Will you quote all of the entries, word for word?

[Begin]

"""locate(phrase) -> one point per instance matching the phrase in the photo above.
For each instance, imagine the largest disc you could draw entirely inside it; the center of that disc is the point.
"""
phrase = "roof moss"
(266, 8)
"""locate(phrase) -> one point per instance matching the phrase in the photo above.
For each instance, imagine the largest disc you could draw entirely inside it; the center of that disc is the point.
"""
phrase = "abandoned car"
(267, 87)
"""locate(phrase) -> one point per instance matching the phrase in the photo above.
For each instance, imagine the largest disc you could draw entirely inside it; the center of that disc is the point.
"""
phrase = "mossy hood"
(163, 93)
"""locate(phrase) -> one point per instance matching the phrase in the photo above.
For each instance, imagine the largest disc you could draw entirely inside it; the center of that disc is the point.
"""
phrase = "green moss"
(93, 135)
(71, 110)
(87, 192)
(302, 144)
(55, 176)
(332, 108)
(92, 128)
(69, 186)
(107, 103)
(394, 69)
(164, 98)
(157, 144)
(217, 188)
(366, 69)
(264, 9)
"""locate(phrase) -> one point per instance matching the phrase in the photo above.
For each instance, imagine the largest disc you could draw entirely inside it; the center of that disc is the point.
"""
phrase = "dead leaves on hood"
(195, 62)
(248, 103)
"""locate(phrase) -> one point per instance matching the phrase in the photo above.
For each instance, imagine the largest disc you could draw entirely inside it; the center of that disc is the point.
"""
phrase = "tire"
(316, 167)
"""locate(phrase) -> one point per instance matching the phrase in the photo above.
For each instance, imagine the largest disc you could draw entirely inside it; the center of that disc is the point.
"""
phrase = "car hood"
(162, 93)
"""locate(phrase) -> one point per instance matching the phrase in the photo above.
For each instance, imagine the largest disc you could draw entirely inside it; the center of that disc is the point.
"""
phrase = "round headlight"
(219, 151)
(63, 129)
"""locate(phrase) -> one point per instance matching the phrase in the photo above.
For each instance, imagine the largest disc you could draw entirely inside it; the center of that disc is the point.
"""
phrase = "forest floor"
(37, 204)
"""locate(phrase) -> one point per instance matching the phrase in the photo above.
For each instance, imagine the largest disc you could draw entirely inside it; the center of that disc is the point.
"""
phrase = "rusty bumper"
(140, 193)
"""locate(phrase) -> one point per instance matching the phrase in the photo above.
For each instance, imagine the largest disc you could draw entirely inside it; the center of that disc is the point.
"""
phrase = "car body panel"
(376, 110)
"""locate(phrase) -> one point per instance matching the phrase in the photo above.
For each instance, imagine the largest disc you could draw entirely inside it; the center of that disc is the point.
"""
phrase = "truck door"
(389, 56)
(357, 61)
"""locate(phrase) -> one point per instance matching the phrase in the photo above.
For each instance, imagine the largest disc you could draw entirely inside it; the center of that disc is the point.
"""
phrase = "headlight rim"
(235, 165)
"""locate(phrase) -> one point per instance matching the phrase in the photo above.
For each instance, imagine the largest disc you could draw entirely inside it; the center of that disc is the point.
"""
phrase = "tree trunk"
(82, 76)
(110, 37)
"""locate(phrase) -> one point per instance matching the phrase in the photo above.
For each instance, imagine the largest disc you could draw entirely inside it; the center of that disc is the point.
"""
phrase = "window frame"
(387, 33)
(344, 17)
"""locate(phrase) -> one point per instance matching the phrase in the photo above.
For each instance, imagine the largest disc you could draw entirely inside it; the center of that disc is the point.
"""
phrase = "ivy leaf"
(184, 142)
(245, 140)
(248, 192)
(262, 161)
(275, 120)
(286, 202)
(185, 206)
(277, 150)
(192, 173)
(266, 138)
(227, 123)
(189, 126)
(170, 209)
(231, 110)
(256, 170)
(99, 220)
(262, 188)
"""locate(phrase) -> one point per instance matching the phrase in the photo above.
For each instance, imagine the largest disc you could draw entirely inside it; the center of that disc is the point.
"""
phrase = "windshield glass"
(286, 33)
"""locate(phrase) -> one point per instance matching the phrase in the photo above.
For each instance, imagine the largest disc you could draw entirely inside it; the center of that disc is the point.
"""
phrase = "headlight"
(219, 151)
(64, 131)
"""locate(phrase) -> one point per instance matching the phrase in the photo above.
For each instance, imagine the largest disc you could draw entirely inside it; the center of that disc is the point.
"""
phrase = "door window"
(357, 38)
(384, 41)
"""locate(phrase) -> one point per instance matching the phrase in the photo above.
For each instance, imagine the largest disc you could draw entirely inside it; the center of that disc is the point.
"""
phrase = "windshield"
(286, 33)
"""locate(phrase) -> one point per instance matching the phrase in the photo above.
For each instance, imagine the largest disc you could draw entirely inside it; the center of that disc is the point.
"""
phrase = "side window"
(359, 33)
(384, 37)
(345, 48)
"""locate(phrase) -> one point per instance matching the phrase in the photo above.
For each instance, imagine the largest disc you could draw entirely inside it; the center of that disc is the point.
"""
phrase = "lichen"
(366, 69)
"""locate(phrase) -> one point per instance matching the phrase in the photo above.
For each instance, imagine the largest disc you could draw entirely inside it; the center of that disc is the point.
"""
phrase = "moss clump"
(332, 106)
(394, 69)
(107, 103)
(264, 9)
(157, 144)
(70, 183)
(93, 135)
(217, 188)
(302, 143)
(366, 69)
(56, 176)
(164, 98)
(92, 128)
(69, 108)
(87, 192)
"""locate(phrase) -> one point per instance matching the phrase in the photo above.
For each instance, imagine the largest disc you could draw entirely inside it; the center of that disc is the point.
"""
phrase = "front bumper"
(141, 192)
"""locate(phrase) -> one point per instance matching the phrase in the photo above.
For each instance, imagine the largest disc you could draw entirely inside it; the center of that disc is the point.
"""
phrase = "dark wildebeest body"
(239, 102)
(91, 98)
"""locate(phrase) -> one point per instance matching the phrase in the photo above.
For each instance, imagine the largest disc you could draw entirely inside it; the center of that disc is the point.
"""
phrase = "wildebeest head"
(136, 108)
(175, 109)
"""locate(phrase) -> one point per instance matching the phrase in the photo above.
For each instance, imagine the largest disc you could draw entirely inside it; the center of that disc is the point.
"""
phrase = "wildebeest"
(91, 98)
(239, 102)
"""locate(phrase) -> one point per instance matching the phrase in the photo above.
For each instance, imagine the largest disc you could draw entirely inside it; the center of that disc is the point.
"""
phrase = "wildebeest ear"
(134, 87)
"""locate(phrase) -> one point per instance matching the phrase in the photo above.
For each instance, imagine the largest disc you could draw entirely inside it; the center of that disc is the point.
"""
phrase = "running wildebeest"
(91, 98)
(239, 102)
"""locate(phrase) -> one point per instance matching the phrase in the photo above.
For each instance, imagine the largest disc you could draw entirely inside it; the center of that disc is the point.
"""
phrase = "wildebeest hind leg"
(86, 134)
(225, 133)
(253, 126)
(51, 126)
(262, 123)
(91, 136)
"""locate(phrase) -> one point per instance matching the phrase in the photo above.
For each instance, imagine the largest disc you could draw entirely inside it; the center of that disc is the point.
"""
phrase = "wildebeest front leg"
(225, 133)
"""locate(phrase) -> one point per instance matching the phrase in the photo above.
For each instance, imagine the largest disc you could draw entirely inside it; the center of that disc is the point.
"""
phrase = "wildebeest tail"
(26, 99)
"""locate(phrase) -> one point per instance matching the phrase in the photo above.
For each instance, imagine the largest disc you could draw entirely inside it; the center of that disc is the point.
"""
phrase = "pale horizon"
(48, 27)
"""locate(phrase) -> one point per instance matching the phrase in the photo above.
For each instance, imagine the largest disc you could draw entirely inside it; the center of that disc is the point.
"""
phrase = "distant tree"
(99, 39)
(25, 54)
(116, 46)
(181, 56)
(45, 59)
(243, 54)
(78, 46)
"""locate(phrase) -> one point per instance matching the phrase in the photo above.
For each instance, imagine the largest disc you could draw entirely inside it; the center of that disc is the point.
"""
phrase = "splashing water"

[End]

__Response__:
"""locate(phrase) -> one point per instance matching the phrase in the photo above.
For each instance, imagine the largest disc you could draw entirely inside it; the center of that disc is the point.
"""
phrase = "roof moss"
(266, 8)
"""locate(phrase) -> one point per instance matching the phrase in the photo above.
For each instance, imagine the largest disc you could draw entirely inside it; the center of that disc is the point.
"""
phrase = "abandoned car"
(267, 87)
"""locate(phrase) -> one point per instance matching the phrase in the photo above.
For each instance, imagine the largest disc you could draw entirely inside it; the center of that disc is the point.
"""
phrase = "mossy hood"
(163, 93)
"""locate(phrase) -> one point per instance matching the phrase in the photo above.
For each instance, imagine the largest disc you could draw entirely inside it; the center of that disc is the point.
"""
phrase = "green moss"
(93, 135)
(71, 110)
(87, 192)
(302, 144)
(55, 176)
(332, 108)
(92, 128)
(69, 186)
(107, 103)
(394, 69)
(164, 98)
(157, 144)
(217, 188)
(366, 69)
(264, 9)
"""locate(phrase) -> one point per instance matching the phrase in the photo above.
For each instance, imagine the largest disc you could draw entirely inside it; the center of that disc is the point.
"""
phrase = "dead leaves on hood"
(195, 62)
(248, 103)
"""locate(phrase) -> one point per instance matching the phrase in the photo above.
For each instance, imagine the largest disc you could draw entirely inside it; the center of that disc is the point.
"""
phrase = "tire"
(316, 167)
"""locate(phrase) -> one point per instance matching the phrase in the photo above.
For each instance, imagine the largest disc you could draw entirely inside it; the center of that disc is the point.
"""
phrase = "car hood"
(162, 93)
"""locate(phrase) -> one point per instance matching the phrase in the photo above.
For each instance, imagine the largest disc you could draw entirely inside it; the center of that disc is the point.
"""
phrase = "round headlight"
(219, 151)
(63, 129)
"""locate(phrase) -> one point per instance matching the phrase in the photo above.
For each instance, imagine the largest disc you could draw entirely inside it; the center of that disc is the point.
"""
phrase = "forest floor"
(37, 204)
"""locate(phrase) -> one point per instance matching the phrase in the photo above.
For each instance, imagine the largest disc you could draw entirely inside it; the center of that disc is the point.
"""
phrase = "rusty bumper"
(140, 193)
"""locate(phrase) -> one point per instance matching the phrase in the photo above.
For each instance, imagine the largest disc you could draw entirely inside it; the center of that disc is the point.
"""
phrase = "car body panel"
(376, 110)
"""locate(phrase) -> one point per instance matching the phrase in the photo above.
For each instance, imagine the largest disc you could draw entirely inside it; the center of that disc is the point.
"""
phrase = "truck door"
(389, 56)
(357, 61)
"""locate(phrase) -> one point per instance matching the phrase in the photo above.
For each instance, imagine the largest disc you could draw entirely inside it; the center of that disc is the point.
"""
phrase = "headlight rim"
(235, 165)
"""locate(phrase) -> one point per instance matching the phrase in the photo above.
For each instance, imagine the largest disc you could draw entirely inside it; the center of that disc is the point.
"""
phrase = "tree trunk"
(82, 76)
(110, 37)
"""locate(phrase) -> one point per instance matching the phrase in the photo above.
For each instance, imagine the largest disc you could draw entirely inside it; the center of that disc is the point.
"""
phrase = "window frame"
(387, 33)
(344, 17)
"""locate(phrase) -> one point per instance matching the phrase in the photo above.
For each instance, imagine the largest disc you could draw entirely inside it; the center of that disc is the point.
"""
phrase = "ivy leaf"
(184, 142)
(245, 140)
(248, 192)
(262, 161)
(275, 120)
(286, 202)
(185, 206)
(277, 150)
(192, 173)
(266, 138)
(227, 123)
(189, 126)
(170, 209)
(231, 110)
(256, 170)
(99, 220)
(262, 188)
"""locate(phrase) -> one point per instance matching the phrase in the photo above.
For each instance, imagine the largest disc you could draw entirely inside it; the center of that disc is the point.
"""
phrase = "windshield glass"
(286, 33)
"""locate(phrase) -> one point per instance matching the phrase in the photo above.
For each instance, imagine the largest disc you could draw entirely inside it; the center of that disc is the point.
"""
phrase = "headlight"
(219, 151)
(64, 131)
"""locate(phrase) -> one point per instance matching the phrase in the photo above.
For each instance, imagine the largest disc you could draw entirely inside it; the center of that disc is the point.
"""
phrase = "door window"
(357, 38)
(384, 41)
"""locate(phrase) -> one point per instance matching the phrase in the photo above.
For each instance, imagine the largest disc you could draw entirely inside it; the center of that disc is the point.
"""
phrase = "windshield"
(286, 33)
"""locate(phrase) -> one point per instance matching the phrase in the photo above.
For each instance, imagine the largest disc you could draw entirely inside it; the center of that disc is the point.
"""
phrase = "side window"
(359, 33)
(384, 37)
(345, 48)
"""locate(phrase) -> one point per instance matching the phrase in the photo above.
For each instance, imagine the largest disc you could draw entirely inside it; the center of that disc is the point.
"""
phrase = "lichen"
(366, 69)
"""locate(phrase) -> one point per instance matching the phrase in the photo above.
For each instance, imagine the largest disc you could draw entirely inside it; the center of that disc is the point.
"""
phrase = "moss clump"
(332, 106)
(394, 69)
(107, 103)
(264, 9)
(157, 144)
(70, 183)
(93, 135)
(217, 188)
(302, 143)
(366, 69)
(56, 176)
(164, 98)
(92, 128)
(69, 108)
(87, 192)
"""locate(phrase) -> one point per instance matching the phrase in the photo above.
For each instance, imagine the largest disc you could draw entirely inside it; the center of that disc is the point.
"""
phrase = "front bumper"
(141, 192)
"""locate(phrase) -> one point per instance matching the phrase in the photo above.
For each instance, imagine the largest disc you could draw entirely inside it; the center of that disc is the point.
"""
phrase = "dark wildebeest body"
(239, 102)
(91, 98)
"""locate(phrase) -> one point per instance matching the phrase in the photo above.
For each instance, imagine the largest disc you could draw entirely inside it; the center of that disc is the point.
"""
phrase = "wildebeest head"
(136, 108)
(175, 109)
"""locate(phrase) -> one point per instance matching the phrase in the photo above.
For each instance, imagine the largest disc you could draw entirely inside it; the center of that disc is the point.
"""
phrase = "wildebeest"
(91, 98)
(239, 102)
"""locate(phrase) -> one point per instance matching the phrase in the photo above.
For each instance, imagine the largest disc you could draw entirely inside it; the center of that disc is the point.
"""
phrase = "wildebeest ear"
(134, 87)
"""locate(phrase) -> one point per instance matching the phrase in the photo above.
For each instance, imagine the largest disc you could draw entirely inside it; the center of that disc is the point.
"""
phrase = "running wildebeest"
(91, 98)
(239, 102)
"""locate(phrase) -> one point per instance matching the phrase in the photo above.
For each instance, imagine the largest disc you could draw entirely inside it; the center of that disc is the point.
"""
phrase = "wildebeest hind leg"
(86, 134)
(225, 133)
(253, 126)
(51, 126)
(262, 123)
(91, 136)
"""locate(phrase) -> one point per instance matching the phrase in the photo above.
For each instance, imagine the largest disc you could draw entirely inside it; the center of that disc is the point.
"""
phrase = "wildebeest front leg"
(225, 133)
"""locate(phrase) -> one point per instance matching the phrase in the photo above.
For each instance, imagine the largest disc you could draw entirely inside it; the center of that disc is the point.
"""
phrase = "wildebeest tail"
(26, 99)
"""locate(phrase) -> one point per instance matching the phrase in the photo above.
For each instance, imagine the largest disc you could draw entirely inside it; the center of that disc is the point.
"""
phrase = "pale horizon"
(48, 27)
"""locate(phrase) -> one point per instance matching the phrase in the photo above.
For each instance, imagine the largest disc you could draw entirely inside it; the center of that disc is the point.
"""
phrase = "distant tree"
(99, 39)
(25, 54)
(116, 46)
(181, 56)
(45, 59)
(243, 54)
(78, 46)
"""locate(phrase) -> one point per instance matching the phrase in the photo above.
For each instance, imagine the largest disc you could draw entirely inside it; the center of that disc is the point.
"""
phrase = "splashing water"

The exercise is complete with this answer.